====== Data supplied ======
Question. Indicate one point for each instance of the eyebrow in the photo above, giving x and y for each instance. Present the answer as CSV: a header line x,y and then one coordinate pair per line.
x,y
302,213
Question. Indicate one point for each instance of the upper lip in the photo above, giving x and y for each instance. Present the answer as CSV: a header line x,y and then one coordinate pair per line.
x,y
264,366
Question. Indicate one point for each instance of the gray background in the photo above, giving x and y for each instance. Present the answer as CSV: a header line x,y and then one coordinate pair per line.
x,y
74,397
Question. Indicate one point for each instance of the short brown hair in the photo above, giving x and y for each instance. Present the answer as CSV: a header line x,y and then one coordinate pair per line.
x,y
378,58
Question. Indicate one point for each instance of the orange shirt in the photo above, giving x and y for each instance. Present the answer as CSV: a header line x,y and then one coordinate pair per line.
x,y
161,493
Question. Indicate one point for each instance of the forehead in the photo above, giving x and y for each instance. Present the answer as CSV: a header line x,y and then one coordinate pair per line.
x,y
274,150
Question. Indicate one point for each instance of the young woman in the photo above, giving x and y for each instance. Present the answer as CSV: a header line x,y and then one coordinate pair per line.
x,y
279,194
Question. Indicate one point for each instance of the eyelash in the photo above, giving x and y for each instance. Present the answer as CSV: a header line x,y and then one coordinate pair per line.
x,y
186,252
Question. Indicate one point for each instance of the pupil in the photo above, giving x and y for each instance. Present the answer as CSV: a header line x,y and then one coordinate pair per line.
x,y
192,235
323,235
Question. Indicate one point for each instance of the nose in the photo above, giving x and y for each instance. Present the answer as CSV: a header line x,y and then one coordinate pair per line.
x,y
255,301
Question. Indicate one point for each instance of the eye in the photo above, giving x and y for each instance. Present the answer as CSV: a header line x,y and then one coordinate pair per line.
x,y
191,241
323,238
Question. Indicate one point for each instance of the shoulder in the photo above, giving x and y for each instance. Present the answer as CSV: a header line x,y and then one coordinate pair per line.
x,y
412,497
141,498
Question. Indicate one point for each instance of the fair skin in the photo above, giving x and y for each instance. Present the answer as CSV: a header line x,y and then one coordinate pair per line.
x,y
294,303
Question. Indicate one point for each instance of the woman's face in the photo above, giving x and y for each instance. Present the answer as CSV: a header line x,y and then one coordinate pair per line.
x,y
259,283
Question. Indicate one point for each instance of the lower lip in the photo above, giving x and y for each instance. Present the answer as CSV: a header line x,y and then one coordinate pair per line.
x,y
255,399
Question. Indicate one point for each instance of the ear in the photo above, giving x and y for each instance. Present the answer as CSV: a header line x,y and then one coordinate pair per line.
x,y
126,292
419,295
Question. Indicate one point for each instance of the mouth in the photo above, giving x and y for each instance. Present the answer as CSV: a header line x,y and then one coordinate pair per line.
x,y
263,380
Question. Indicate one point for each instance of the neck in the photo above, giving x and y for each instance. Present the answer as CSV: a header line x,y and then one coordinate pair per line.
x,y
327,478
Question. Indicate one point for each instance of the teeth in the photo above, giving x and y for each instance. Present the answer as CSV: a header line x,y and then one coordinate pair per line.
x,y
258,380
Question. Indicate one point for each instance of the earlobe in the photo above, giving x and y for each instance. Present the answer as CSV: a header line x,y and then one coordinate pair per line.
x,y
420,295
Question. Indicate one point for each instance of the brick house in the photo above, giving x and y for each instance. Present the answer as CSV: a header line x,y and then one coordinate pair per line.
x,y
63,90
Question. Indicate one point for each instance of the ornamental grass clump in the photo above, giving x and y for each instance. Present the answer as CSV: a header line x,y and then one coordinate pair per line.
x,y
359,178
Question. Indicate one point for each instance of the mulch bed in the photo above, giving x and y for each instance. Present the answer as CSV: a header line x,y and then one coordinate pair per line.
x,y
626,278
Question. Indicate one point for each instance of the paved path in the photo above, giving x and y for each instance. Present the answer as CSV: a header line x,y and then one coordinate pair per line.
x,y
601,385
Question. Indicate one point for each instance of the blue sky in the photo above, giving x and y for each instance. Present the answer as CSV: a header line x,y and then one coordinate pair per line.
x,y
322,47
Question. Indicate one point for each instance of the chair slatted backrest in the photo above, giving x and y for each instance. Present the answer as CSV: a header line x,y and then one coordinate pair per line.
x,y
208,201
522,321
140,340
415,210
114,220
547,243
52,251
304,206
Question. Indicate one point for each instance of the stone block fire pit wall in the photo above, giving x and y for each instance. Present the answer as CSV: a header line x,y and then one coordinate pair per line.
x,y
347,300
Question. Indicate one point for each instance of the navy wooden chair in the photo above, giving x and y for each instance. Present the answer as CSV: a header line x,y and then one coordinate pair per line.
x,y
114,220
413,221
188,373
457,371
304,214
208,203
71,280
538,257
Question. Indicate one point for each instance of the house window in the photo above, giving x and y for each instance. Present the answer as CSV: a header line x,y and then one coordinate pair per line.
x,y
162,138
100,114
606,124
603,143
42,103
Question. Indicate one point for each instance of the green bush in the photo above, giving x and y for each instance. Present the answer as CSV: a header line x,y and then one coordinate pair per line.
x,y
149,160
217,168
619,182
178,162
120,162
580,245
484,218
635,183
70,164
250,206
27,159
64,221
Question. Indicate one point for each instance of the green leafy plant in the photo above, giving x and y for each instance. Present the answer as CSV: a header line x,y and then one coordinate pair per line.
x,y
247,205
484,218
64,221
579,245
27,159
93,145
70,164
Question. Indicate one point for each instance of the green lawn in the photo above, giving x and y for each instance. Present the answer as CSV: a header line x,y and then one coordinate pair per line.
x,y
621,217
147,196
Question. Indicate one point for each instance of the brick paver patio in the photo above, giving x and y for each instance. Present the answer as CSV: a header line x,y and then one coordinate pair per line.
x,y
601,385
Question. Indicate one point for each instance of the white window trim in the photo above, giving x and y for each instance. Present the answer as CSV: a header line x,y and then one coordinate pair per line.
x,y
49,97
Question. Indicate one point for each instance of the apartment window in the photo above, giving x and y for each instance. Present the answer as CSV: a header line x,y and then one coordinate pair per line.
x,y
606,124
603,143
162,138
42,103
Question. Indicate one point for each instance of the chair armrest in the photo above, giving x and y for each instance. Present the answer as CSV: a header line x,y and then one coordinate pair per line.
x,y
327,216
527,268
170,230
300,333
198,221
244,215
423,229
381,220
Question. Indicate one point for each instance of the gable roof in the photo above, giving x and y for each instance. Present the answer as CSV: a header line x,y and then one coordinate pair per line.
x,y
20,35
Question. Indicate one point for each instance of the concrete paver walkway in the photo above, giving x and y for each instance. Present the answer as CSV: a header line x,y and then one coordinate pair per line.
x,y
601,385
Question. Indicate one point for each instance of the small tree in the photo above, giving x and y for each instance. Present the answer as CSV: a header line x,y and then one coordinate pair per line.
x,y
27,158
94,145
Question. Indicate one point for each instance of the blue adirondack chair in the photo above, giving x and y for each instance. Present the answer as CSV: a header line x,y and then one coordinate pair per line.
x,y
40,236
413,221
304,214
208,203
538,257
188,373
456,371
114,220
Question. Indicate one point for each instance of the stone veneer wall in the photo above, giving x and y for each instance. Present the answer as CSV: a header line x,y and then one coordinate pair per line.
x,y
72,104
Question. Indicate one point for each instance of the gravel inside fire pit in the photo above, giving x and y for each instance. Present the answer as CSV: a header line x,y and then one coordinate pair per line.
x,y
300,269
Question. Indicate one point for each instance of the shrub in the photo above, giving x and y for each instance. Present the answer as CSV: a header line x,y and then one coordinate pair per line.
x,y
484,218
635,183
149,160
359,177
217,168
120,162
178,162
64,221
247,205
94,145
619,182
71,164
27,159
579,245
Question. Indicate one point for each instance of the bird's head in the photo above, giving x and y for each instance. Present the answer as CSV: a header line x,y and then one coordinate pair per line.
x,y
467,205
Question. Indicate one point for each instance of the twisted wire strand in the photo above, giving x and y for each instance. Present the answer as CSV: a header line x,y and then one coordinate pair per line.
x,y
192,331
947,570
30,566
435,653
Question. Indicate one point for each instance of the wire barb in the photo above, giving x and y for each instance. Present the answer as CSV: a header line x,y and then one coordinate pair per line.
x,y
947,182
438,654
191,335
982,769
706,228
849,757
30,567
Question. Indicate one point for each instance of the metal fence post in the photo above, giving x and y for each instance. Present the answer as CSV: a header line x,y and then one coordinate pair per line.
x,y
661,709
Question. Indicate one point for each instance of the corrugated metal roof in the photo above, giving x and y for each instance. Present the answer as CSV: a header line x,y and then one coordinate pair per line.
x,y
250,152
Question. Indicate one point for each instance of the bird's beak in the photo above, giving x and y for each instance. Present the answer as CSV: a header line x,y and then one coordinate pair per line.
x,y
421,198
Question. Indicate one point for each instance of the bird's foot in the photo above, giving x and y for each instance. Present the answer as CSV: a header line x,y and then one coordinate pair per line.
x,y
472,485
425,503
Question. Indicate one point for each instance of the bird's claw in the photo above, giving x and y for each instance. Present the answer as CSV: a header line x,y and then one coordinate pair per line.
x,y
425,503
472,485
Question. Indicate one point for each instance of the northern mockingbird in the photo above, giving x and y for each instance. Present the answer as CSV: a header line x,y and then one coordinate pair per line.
======
## Description of the task
Using the material above, extract the line that contains "the bird's beak" and every line after it, exactly as given; stop at the last line.

## Written solution
Question. Indicate one point for each instance of the bird's beak in the photo above, giving x and y for each instance. Present the answer as CSV: a header line x,y and then one coordinate pair per line.
x,y
421,198
Question. Indicate one point for each instance of the bird's foot in the photo above, giving x and y for each instance. Present the answer as CSV: a header line x,y and then one coordinate pair per line.
x,y
472,485
425,503
Question. Indicate one point for each instance of the bird's claw in the photo above, giving x and y for each instance. Present the answer as CSV: a header line x,y and then one coordinate pair per line.
x,y
425,503
472,485
Question. Indicate one point for each instance of the northern mockingbird in the photo above, giving x and y for each instance. Present the answer as CSV: a header line x,y and then one coordinate pair per line.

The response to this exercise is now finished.